Sejak era Buzzcocks, band punk yang dibentuk pada 1976, warna musik Manchester sudah sedemikian punya anomali. Dalam catatan obituari untuk vokalisnya Pete Shelley, jurnalis musik Simon Reynold menjuluki Buzzcock sebagai punk sensitif pertama. “Paling nyeleneh di antara yang nyeleneh,” seloroh Reynold, mengingat Buzzcock menulis lirik personal di saat band punk di kota lain sedang gemar melancarkan kekecewaan sosial.
Legasi itu diteruskan oleh generasi selanjutnya. Morrisey bersama The Smith mempelajari penyampaian lirik Buzzcock kelewat canggih. Peduli setan kompas politik Morrissey yang sediki-demi-sedikit terkuak kecenderungan simpatinya terhadap gerakan anti imigran.
Setidaknya dalam The Smith pengalaman Moz sebagai Mancunian, orang yang dibesarkan di Manchester, hanyut bersama lirik yang getir, bagaimanapun lantunan musik ceria membungkusnya. The Smith barangkali suara Morrisey muda di tengah Manchester yang menyebalkan, sebelum Morrisey menjadi tua dan sama-sama menyebalkan.

-- Baris Data --
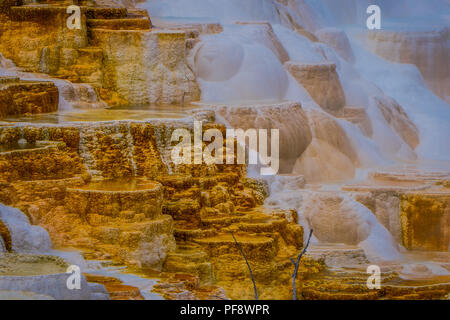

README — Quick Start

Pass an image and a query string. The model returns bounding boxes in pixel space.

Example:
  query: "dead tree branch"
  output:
[290,228,313,300]
[231,231,258,300]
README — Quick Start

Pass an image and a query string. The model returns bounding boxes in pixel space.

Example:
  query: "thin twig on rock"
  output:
[290,228,313,300]
[230,231,258,300]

-- Tugas A --
Tulis ulang semua baris data di atas persis sama seperti aslinya, tetapi jangan sertakan gambarnya.
-- Tugas B --
Lanjutkan kutipan tentang musik Manchester di atas, mulai setelah kalimat terakhirnya.
Kutipan tentang musik Manchester dan baris-baris data itu adalah dua bahan yang terpisah.

-- Hasil Latihan A --
README — Quick Start

Pass an image and a query string. The model returns bounding boxes in pixel space.

Example:
  query: "dead tree branch"
  output:
[290,228,313,300]
[231,231,258,300]
README — Quick Start

Pass an image and a query string. The model returns bounding boxes in pixel space.

Example:
  query: "thin twig on rock"
  output:
[290,228,313,300]
[230,231,258,300]

-- Hasil Latihan B --
Memang betul Morrisey pernah membuat lagu “Margaret in Guillotine”. Hanya saja saat ekonomi Ingris terpuruk, banyak orang mengambil sikap politik yang keliru. Seperti pencarian massal kambing hitam supaya ada sesuatu yang bisa disalahkan. Kebetulan, sasaran empuk untuk dijadikan kambing hitam adalah imigran pendatang dan muslim. Barangkali situasi itulah yang membentuk pribadi Morrisey menjadi demagog proto-fasis pada usia yang seharusnya disikapi lebih dewasa.
Saya tidak berniat mewajarkan Morrissey. Mendengarkan The Smith tidak seperti mendengarkan (beberapa) lagu solonya Morrissey yang eksplisit kanan-nyaris-mentok. Garry Bhusell sebagai pengkhidmat musik dan (wabil-khusus) skena Oi! pernah memaparkan bagaimana partai-partai sayap kanan di daratan Inggris tahun 1980an sering meraih suara 15-20 persen di banyak daerah berpenghasilan rendah, bagian-bagian kota yang dihuni kelas pekerja. Barangkali Morrisey yang lahir dari keluarga kelas pekerja tak terkecuali kena doktrinnya.
Morrissey bersama The Smith dalam “Heaven Know I’m Miserable Now” merenungkan alienasi yang dideritanya, sampai mencap dirinya sendiri miserable. Menggugat aktivitasnya sendiri sebagai pekerja. Lagu ini dirilis tahun 1984 saat dimana Manchester kehilangan pekerjaan 207.000 di sektor manufaktur sehingga meningkatkan angka pengangguran 20% dalam kurun waktu 1972 hingga 1984.
Menyertai lesunya ekonomi di Eropa barat, pemodal di negara-negara maju berbondong-bondong memindahkan lapak ke negara-negara selatan. Mengapa tidak? Di negara-negara seperti Indonesia perizinan mudah didapat dan lebih mendekat ke sumber bahan baku. Pertimbangan lainnya tentu saja, disini harga buruh murah-meriah lagi melimpah.
Sejak itu juga Indonesia beserta banyak negara di Asia Selatan dan Tenggara, sudah dikapling sebagai negara produksi untuk memasok dunia. Perkara kebudayan dan ilmu pengetahuan, itu urusan negara utara alias negara maju, kita mah ngikut mereka aja.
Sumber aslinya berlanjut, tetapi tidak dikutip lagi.